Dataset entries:

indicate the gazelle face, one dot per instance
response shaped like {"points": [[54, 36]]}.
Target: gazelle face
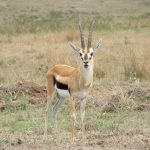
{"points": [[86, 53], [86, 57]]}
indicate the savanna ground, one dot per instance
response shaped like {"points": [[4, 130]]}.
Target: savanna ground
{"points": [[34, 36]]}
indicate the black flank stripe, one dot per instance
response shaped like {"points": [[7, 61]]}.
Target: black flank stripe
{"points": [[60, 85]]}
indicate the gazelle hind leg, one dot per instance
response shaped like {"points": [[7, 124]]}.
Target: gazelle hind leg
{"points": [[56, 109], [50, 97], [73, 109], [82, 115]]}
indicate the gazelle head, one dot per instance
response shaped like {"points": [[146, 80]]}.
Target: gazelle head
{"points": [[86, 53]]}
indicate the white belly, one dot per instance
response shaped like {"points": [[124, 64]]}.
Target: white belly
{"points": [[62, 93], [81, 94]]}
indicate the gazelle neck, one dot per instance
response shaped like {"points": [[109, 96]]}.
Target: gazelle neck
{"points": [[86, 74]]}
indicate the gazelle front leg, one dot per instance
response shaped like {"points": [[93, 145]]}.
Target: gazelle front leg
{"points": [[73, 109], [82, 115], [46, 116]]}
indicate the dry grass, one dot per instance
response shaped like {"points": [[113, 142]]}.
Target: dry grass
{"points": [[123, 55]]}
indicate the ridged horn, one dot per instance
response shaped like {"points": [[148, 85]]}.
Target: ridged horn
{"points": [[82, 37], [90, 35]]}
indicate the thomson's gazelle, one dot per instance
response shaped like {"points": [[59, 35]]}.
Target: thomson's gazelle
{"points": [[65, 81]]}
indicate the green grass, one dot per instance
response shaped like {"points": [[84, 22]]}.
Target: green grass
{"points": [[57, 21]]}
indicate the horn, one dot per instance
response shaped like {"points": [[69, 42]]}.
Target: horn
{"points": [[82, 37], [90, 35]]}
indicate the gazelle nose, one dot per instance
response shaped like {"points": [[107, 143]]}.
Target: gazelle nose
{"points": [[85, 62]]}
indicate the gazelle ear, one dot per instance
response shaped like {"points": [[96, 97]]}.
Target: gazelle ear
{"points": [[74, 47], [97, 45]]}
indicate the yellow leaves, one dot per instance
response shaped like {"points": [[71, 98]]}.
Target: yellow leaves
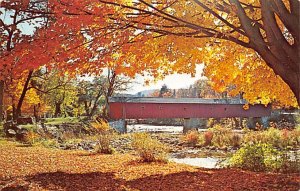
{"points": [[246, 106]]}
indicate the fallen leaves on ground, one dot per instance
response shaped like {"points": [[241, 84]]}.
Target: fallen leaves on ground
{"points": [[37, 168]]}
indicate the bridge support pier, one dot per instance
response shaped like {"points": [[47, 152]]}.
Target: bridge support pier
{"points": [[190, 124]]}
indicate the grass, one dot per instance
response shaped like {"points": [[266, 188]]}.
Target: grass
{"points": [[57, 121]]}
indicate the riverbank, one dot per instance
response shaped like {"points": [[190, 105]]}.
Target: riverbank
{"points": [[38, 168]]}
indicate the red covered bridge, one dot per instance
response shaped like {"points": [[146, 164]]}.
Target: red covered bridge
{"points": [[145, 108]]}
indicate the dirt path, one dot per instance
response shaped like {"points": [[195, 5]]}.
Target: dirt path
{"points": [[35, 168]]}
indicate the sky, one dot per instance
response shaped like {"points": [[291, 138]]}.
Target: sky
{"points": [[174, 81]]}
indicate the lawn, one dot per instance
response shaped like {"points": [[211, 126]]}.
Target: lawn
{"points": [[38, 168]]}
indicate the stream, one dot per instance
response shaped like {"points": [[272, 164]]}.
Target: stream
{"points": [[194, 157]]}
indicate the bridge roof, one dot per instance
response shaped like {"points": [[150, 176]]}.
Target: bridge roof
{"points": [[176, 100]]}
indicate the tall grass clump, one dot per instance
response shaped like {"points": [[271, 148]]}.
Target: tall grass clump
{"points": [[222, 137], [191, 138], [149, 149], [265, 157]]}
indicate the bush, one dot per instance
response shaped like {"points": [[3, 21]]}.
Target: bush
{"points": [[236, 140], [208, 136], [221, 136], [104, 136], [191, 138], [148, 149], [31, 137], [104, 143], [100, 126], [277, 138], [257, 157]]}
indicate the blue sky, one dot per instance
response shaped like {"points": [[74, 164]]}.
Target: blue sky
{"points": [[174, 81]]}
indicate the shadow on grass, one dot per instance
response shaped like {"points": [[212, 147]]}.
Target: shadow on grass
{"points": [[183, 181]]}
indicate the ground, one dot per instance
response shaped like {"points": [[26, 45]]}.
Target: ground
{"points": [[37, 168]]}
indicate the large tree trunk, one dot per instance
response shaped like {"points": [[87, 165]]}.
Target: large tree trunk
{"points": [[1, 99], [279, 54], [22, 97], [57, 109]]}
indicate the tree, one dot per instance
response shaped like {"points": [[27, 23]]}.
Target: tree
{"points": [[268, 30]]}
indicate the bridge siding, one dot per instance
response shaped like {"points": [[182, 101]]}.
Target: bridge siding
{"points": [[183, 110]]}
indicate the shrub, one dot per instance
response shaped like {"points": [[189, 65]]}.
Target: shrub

...

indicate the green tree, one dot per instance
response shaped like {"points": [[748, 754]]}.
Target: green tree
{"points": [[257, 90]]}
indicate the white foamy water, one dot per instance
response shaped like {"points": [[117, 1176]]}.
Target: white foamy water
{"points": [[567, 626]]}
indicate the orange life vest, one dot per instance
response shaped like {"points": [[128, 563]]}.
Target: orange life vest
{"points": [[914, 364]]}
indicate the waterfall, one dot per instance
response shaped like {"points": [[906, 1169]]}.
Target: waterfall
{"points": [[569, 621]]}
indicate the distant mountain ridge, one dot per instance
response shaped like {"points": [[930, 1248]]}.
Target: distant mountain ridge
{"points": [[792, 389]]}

TASK TO COMPLETE:
Lines with the word "shrub" in them should be copied from the preceding records.

OUTPUT FOR THIS TASK:
indicate the shrub, one dot per instance
Target: shrub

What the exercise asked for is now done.